-- Document passage --
Beal and Westbrook were only on the court together for one half of the preseason finale against the Pistons, but they looked comfortable. Westbrook likes to push the pace, and that’s nothing new to Beal.
“It is about knowing where he likes his shots and where he likes to ball,” Beal said. “You know I’m easy to adapt to and I am not going to come in and say ‘I need this shot,’ or ‘I need the ball in specific spot.’ It doesn’t matter to me, and it really has been smooth getting to know Russ on the court.”
The Wizards are getting to know other players, too. By way of free agency, the Wizards signed center Robin Lopez from the Bucks, and Raul Neto from the Jazz. Lopez will help the Wizards with interior defense and rebounding, and will serve as a mentor to fourth-year starting center Thomas Bryant. Neto is an experienced point guard that plays with a defensive edge.

-- Entries shown --
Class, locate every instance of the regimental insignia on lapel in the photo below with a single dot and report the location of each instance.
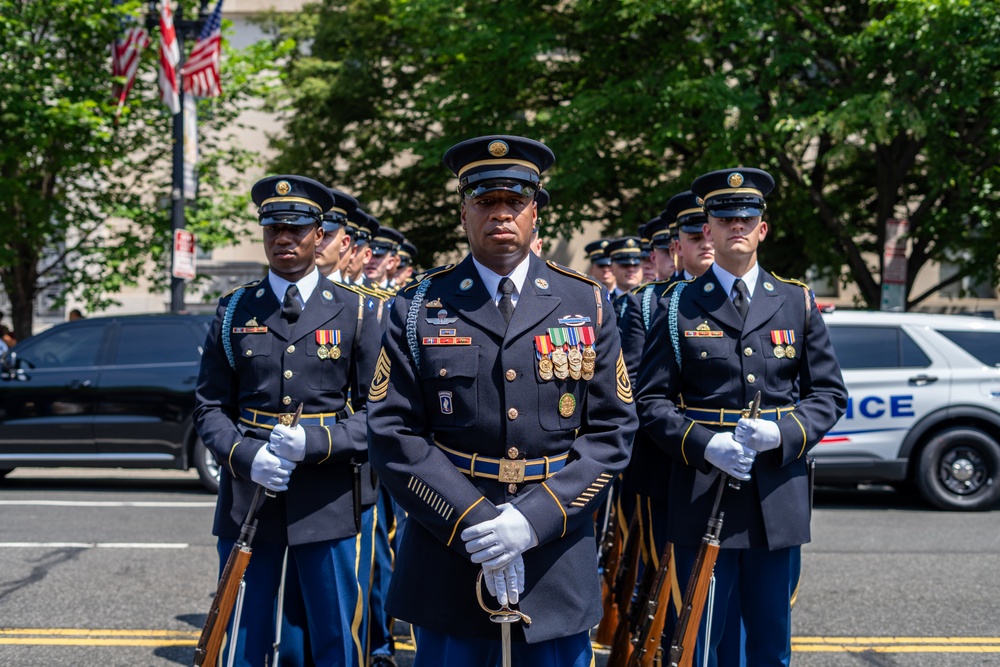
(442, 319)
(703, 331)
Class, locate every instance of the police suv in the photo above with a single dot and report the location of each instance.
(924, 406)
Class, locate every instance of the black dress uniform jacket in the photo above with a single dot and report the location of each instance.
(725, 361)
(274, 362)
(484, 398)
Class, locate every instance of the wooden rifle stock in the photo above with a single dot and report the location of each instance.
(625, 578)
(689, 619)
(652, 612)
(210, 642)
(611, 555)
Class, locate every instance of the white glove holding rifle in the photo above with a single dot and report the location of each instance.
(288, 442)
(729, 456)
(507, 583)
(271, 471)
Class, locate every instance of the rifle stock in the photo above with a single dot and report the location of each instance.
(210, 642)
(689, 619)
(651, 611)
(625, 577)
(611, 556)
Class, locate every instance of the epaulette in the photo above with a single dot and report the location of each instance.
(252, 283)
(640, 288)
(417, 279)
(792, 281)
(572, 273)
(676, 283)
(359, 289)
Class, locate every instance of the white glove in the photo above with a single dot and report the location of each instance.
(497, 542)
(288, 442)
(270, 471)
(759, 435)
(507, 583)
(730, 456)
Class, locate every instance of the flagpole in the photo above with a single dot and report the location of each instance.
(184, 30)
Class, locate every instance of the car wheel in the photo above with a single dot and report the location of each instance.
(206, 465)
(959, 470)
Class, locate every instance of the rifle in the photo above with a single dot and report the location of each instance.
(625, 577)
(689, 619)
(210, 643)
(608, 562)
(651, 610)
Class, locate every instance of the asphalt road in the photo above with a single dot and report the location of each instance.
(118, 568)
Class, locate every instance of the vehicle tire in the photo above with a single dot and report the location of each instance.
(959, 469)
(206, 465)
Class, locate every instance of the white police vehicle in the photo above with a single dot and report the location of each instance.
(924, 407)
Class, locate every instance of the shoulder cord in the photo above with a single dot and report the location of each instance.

...

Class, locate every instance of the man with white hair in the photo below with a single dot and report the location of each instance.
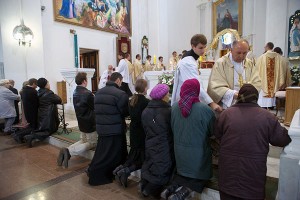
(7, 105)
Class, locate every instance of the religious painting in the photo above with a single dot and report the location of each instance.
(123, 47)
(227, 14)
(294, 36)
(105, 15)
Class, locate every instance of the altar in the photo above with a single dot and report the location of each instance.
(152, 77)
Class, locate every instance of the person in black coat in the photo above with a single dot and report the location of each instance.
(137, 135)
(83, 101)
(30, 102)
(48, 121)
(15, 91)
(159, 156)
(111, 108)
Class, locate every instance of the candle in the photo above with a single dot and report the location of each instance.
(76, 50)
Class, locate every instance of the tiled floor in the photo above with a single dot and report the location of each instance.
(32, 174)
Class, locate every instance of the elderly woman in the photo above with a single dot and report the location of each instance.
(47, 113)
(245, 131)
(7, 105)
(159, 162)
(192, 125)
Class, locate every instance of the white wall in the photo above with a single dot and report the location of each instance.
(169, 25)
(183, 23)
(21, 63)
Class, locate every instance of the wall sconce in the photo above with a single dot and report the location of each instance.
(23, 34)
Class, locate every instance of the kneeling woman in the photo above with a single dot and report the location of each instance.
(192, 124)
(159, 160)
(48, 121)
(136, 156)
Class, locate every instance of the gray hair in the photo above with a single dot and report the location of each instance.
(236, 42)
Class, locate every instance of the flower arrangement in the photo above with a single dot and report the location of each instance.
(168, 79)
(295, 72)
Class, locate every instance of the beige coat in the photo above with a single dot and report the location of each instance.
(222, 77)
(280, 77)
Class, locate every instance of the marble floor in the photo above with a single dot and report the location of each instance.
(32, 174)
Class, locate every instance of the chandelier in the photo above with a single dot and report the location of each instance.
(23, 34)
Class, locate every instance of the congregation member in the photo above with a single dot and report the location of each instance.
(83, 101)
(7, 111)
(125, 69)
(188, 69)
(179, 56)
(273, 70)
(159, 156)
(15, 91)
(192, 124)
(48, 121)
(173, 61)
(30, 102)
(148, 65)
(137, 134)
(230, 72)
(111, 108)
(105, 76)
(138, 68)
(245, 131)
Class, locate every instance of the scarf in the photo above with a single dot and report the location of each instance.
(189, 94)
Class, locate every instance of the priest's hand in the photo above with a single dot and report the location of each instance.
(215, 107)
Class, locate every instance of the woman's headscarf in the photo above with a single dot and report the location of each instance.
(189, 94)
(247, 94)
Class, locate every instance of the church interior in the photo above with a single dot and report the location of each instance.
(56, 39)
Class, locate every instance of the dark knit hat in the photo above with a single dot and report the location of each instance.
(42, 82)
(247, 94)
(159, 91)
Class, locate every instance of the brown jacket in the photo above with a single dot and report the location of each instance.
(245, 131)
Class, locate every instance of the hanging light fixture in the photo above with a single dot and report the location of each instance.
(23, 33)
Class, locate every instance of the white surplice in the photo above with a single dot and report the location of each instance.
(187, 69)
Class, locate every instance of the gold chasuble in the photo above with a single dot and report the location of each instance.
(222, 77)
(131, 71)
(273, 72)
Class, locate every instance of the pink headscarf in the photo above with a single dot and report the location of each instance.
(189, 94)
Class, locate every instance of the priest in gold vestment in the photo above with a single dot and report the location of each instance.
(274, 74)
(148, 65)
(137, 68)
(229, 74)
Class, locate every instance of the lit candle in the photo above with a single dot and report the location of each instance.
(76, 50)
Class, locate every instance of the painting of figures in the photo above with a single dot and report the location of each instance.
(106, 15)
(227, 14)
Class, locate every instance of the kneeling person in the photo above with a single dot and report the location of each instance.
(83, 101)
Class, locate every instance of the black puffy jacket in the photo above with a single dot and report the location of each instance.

==

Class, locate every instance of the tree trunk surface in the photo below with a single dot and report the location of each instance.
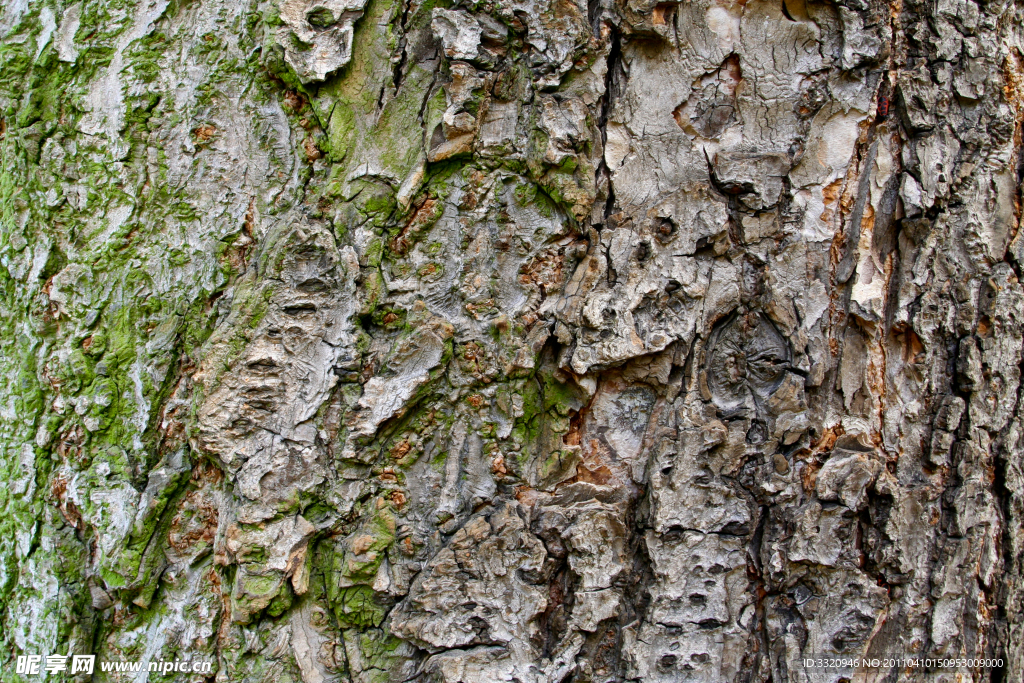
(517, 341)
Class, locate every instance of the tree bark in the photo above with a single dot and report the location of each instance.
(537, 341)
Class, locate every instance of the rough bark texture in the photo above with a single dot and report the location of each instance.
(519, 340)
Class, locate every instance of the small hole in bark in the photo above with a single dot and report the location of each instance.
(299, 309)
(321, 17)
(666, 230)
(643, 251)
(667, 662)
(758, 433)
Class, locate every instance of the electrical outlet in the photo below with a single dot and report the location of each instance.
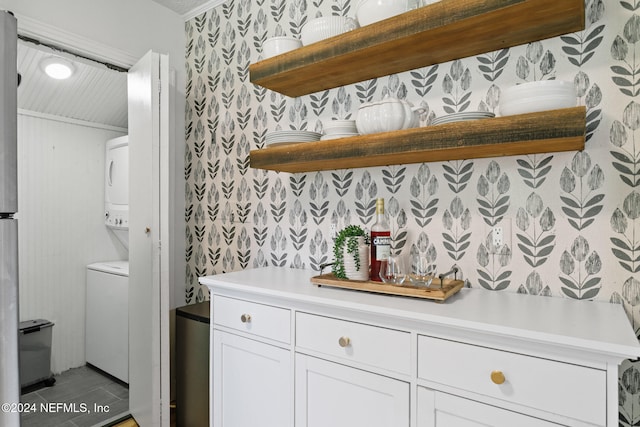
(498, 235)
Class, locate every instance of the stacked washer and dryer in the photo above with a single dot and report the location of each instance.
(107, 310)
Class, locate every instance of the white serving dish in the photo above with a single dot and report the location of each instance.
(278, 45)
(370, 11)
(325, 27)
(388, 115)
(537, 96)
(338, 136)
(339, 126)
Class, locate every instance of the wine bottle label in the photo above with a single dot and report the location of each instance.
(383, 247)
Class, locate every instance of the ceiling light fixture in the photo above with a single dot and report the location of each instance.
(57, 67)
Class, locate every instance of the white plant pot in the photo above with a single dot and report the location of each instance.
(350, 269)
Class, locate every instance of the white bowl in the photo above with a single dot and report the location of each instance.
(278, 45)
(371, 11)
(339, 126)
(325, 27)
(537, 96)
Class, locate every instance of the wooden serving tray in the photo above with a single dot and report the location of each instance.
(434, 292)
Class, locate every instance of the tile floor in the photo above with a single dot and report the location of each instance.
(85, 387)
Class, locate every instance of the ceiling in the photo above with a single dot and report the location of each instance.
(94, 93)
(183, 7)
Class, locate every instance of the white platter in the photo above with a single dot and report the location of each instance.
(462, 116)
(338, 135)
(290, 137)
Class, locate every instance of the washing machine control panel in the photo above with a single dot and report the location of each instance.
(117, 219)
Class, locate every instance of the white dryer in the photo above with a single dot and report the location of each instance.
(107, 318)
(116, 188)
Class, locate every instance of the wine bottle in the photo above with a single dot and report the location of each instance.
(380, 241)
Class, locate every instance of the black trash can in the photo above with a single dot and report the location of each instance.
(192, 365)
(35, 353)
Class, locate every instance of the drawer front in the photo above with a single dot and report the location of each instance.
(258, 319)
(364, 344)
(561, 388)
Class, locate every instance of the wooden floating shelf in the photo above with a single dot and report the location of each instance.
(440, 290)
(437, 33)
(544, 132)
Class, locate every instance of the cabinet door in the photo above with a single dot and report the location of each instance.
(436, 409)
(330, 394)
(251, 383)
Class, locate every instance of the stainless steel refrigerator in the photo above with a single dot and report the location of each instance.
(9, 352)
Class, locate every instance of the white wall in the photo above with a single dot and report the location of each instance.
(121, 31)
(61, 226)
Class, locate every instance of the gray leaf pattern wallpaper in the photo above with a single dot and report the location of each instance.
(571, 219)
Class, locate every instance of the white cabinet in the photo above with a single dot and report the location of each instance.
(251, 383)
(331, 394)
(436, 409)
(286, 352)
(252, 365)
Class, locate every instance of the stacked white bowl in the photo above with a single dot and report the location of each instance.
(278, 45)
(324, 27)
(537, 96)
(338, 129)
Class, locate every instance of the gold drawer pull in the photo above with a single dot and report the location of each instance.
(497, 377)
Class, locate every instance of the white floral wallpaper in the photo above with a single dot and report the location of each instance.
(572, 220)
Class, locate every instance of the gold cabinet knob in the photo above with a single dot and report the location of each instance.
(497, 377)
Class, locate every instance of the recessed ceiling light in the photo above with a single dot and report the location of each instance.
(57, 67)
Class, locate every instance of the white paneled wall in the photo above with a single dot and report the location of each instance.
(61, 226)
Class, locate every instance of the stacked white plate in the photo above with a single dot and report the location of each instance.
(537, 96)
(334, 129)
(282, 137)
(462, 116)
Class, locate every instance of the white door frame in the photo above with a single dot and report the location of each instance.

-- Required actions --
(1) In the Wizards passage, which team did the Wizards sign Raul Neto from?
(2) Return the part of the Wizards passage starting with "The Wizards are" and going on through "a defensive edge.".
(3) Resume the Wizards passage after its last sentence.
The listing comes from a different source than the Wizards passage.

-- Answers to each task --
(1) The Jazz.

(2)
The Wizards are getting to know other players, too. By way of free agency, the Wizards signed center Robin Lopez from the Bucks, and Raul Neto from the Jazz. Lopez will help the Wizards with interior defense and rebounding, and will serve as a mentor to fourth-year starting center Thomas Bryant. Neto is an experienced point guard that plays with a defensive edge.

(3)
In the recent daft, with the No. 9 overall pick, the Wizards selected Avdija from Maccabi Tel Aviv in Israel, and in the second, they were able to get point guard Cassius Winston from Michigan State. While Winston, who had a spectacular college career, is considered a longer-term project, Avdija, who ESPN called the “steal of the draft,” is in the mix to start at small forward.
“The small forward position is going to be a pretty fluid position until somebody can really solidify it,” said Brooks. “And maybe we need to mix it up, depending on opponent, or what the second unit needs. We do have three or even four guys that bring something different.”
Isaac Bonga and Troy Brown Jr. are also options at small forward. Brown has demonstrated he can play multiple positions, including point guard. Brooks believes having three playmakers on the floor at the same time can make an offense more dangerous, and with the Wizards’ current makeup, that is now a possibility.
The starting power forward position belongs to second-year forward Rui Hachimura. An eye infection will sideline Hachimura for the first three weeks of the season, but the Wizards are excited to see what is next on his NBA journey. In his rookie season, Hachimura impressed with his inside work and his mid-range game, and now he has been working to become a more consistent 3-point shooter.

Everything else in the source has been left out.